- **To do**: Update the lines from the one containing "of the green" through the one containing "Query: green vegetation" by replacing "segmenter" with "tracer" and leaving everything else unchanged. Return only those lines.

- **Stored rows**:
** BEGIN **
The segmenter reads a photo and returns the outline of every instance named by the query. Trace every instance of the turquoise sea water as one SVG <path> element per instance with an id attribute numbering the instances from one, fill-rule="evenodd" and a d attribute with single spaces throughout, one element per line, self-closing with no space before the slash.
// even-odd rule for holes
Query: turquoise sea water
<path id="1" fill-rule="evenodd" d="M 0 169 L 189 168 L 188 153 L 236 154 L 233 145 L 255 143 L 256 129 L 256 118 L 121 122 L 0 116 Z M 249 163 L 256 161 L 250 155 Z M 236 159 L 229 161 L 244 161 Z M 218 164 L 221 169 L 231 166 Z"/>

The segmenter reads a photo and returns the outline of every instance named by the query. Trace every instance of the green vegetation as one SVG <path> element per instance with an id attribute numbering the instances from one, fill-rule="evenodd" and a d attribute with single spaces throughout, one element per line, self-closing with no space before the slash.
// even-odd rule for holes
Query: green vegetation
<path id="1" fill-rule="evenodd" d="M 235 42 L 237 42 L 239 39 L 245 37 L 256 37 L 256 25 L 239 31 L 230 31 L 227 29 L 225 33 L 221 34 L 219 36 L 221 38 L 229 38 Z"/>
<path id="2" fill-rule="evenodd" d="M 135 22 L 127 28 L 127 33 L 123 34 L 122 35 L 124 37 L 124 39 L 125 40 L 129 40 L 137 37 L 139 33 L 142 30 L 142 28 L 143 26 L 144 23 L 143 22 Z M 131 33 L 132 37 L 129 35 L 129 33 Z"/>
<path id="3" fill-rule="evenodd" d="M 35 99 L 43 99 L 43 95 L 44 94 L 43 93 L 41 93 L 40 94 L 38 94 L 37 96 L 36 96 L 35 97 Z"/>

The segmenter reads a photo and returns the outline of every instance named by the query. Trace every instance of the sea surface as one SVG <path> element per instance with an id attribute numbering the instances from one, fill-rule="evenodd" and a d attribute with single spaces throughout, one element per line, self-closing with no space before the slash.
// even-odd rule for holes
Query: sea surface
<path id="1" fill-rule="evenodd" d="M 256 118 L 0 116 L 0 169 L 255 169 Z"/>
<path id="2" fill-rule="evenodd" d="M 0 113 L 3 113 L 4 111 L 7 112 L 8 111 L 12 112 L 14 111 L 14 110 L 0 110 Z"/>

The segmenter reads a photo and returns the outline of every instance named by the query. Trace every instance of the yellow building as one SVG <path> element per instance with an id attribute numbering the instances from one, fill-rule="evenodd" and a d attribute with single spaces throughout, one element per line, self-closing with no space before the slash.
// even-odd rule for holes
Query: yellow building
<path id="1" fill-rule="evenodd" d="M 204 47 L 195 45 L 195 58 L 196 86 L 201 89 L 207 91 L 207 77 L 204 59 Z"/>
** END **
- **Solved problem**:
The tracer reads a photo and returns the outline of every instance named by the query. Trace every instance of the green vegetation as one SVG <path> element per instance with an id attribute numbering the instances from one, fill-rule="evenodd" and a d attribute with single spaces throughout, one element per line, self-closing with no space before the slash.
// even-odd rule for holes
Query: green vegetation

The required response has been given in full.